■ **INSTRUCTIONS TO FOLLOW**:
Repeat all of the data below line for line, changing nothing.

(Region labeling records)
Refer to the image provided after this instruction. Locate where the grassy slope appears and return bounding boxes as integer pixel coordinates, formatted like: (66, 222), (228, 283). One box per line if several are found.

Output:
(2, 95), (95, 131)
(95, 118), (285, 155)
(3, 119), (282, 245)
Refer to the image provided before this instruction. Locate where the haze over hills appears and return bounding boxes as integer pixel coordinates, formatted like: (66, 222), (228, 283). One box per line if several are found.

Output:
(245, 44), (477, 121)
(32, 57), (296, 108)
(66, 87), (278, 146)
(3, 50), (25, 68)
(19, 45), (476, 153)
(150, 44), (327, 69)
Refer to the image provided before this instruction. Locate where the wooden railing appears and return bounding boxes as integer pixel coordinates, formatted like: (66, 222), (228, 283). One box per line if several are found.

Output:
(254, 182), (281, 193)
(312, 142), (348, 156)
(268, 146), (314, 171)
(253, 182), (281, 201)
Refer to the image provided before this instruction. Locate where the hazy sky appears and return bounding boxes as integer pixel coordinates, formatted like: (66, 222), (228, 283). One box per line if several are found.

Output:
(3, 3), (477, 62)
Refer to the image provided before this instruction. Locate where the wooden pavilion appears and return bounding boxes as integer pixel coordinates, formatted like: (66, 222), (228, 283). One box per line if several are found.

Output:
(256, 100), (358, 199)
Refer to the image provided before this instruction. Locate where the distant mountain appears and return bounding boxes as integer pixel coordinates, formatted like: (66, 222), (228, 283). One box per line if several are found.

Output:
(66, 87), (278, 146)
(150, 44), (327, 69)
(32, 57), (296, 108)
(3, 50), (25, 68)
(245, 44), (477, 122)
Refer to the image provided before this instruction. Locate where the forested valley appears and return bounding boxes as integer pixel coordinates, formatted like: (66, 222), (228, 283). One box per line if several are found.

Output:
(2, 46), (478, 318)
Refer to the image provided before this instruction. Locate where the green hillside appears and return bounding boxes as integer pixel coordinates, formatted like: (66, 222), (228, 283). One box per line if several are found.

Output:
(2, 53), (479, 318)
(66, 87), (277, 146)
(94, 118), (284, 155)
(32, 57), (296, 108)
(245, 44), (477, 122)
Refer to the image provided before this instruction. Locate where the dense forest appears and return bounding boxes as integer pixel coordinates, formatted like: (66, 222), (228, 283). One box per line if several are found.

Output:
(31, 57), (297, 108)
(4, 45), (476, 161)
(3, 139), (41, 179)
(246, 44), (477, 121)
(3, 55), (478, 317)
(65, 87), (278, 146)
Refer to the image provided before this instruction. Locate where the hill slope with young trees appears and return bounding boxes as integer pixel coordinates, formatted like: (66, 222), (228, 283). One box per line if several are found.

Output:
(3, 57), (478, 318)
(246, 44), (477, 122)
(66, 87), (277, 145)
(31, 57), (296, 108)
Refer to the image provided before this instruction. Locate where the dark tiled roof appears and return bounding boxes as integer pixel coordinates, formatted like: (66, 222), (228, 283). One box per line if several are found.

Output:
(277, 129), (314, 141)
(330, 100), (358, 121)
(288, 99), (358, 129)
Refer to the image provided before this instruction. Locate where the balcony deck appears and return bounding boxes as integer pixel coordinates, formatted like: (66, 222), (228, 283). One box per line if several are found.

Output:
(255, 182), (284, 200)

■ **ANSWER TO THIS EXERCISE**:
Refer to the image provided after this instruction. Locate where the grassy slope appears and return bounding boxes as integer pixel coordinates, formatted like: (66, 222), (228, 283). One box per line if several are found.

Output:
(2, 95), (95, 131)
(95, 118), (285, 155)
(3, 119), (282, 245)
Refer to the image provided before this instruction. Locate where the haze over hills appears and return bounding boxes as integer pixel coordinates, formatted like: (66, 222), (228, 283). One box per line if several are found.

Output:
(245, 44), (477, 121)
(32, 57), (296, 108)
(66, 87), (278, 146)
(3, 50), (25, 68)
(19, 45), (476, 153)
(150, 44), (327, 69)
Refer to the image provided before this instruction. Locate where the wooden railing appears and return bounding boxes as integer pixel coordinates, formatted like: (66, 222), (228, 283). One box per line if several are found.

Output:
(254, 182), (281, 193)
(312, 142), (348, 156)
(268, 146), (314, 171)
(253, 182), (281, 201)
Refer to the image provided before this instruction. Locate where the hazy sky appears and return bounding boxes as integer pixel coordinates, formatted like: (66, 222), (228, 283). One box per line if several are found.

Output:
(3, 3), (477, 62)
Refer to the image provided before this instruction. Locate where the wooden pavilion appears and return bounding boxes as integer pixel coordinates, formatted like: (66, 222), (228, 283). One box per line if several are found.

Output:
(256, 100), (358, 199)
Refer to the image provided before this instruction. Locate where the distant mountain appears and return bounding boxes as integer pixel coordinates, formatted like: (66, 222), (228, 283). One box per line if several are found.

Output:
(66, 87), (278, 146)
(150, 44), (327, 69)
(32, 57), (296, 108)
(3, 50), (25, 68)
(245, 44), (477, 122)
Refer to the image provided before this instruction. Locate where the forested valley appears and return bounding boxes as integer pixel coordinates, formatted like: (66, 222), (228, 283). One box per line if several are found.

Output:
(2, 46), (478, 318)
Refer to the image provided before this instruction. Locate where the green hillside appears and return bounding boxes as integer pixel coordinates, formatted like: (66, 222), (228, 283). One box per line if several are found.

Output:
(2, 53), (479, 318)
(66, 87), (277, 146)
(94, 118), (284, 155)
(32, 57), (296, 108)
(245, 44), (477, 122)
Refer to the image provided before this instruction. Locate where the dense forest appears and return bounding boxes as integer pixel coordinates, formatted like: (66, 222), (228, 283). One box per line if several are found.

Output:
(31, 57), (297, 108)
(4, 45), (476, 161)
(3, 139), (41, 179)
(246, 44), (477, 121)
(3, 55), (478, 317)
(65, 87), (278, 146)
Refer to the image provided before this instruction. Locate where the hill slope with young trees appears and return bounding boxes as integer pixel coordinates, formatted like: (66, 222), (228, 283). One box per line if several are found.

Output:
(3, 57), (478, 318)
(246, 44), (477, 122)
(66, 87), (277, 145)
(31, 57), (296, 108)
Refer to the image provided before this instruction. Locate where the dark tiled roof appears and return bounding boxes as integer pixel coordinates, formatted like: (66, 222), (228, 283). One box per line if several are found.

Output:
(277, 129), (314, 141)
(330, 100), (358, 121)
(288, 99), (358, 129)
Refer to the image provided before this instruction. Locate where the balcony deck appears and return bounding boxes as integer pixel coordinates, formatted like: (66, 222), (228, 283). One box per line if several are found.

Output:
(255, 182), (284, 200)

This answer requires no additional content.